» **Problem requirements**
Starting from the line that contains "Thanks for the photo. Could you please mark the boulder", reproduce each line exactly through the end of the material, and include no other lines.

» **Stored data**
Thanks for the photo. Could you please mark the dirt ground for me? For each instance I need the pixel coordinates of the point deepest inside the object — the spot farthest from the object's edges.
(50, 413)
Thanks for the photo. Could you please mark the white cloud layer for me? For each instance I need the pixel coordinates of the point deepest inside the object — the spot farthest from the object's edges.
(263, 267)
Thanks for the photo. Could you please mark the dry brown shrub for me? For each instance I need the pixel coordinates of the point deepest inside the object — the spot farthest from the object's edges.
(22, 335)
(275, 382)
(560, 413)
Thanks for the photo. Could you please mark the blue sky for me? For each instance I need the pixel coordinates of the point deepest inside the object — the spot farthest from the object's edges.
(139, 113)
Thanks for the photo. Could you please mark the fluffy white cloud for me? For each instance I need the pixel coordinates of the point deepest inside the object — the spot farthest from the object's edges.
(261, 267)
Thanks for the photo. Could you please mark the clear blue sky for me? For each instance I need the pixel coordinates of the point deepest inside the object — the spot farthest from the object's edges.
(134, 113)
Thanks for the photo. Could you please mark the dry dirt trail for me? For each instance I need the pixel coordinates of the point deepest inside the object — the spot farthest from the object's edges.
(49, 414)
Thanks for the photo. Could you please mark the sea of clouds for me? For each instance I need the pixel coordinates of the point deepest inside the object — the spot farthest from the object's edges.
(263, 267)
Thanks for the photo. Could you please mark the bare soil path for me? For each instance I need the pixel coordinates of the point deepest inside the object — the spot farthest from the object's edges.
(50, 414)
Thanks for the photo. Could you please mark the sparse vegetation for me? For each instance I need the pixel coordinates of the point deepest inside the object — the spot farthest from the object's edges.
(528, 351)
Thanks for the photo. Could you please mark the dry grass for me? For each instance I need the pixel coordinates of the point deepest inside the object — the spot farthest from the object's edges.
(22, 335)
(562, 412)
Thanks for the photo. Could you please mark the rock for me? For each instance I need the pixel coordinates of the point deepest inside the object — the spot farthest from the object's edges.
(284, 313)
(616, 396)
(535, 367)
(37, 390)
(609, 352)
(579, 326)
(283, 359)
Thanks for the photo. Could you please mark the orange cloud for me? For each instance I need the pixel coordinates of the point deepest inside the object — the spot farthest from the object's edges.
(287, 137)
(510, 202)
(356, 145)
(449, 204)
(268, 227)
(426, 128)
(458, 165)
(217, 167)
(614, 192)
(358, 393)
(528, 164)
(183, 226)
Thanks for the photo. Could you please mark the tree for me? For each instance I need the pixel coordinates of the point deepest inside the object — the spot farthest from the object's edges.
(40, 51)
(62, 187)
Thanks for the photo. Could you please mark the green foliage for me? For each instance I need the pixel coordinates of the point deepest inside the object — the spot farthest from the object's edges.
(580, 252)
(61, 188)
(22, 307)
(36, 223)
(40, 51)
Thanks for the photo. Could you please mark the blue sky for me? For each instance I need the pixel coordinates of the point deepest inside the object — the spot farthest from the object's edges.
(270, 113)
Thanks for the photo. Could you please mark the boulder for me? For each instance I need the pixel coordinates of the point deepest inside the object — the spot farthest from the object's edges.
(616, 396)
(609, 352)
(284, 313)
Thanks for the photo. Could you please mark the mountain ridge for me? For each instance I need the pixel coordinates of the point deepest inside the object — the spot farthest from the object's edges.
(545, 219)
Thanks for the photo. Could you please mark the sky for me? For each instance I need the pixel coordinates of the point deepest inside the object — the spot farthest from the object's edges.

» **Written response**
Thanks for the photo. Could you please mark the boulder for me? For each instance I need the pixel coordinates of the point deepest inside the object — the spot farthest from the object's edges.
(616, 396)
(609, 352)
(284, 313)
Thanks for the photo. Could you please mark the mountain ridge for me? For each instance I need the pixel coordinates of the point deepest inside the object — the spot farthest from the object's edges.
(545, 219)
Thanks for the photo. Could you please mark the sky for me? For each instance I need the pixel coordinates of the point deepest inside the object — the spot farthest from the object's edges.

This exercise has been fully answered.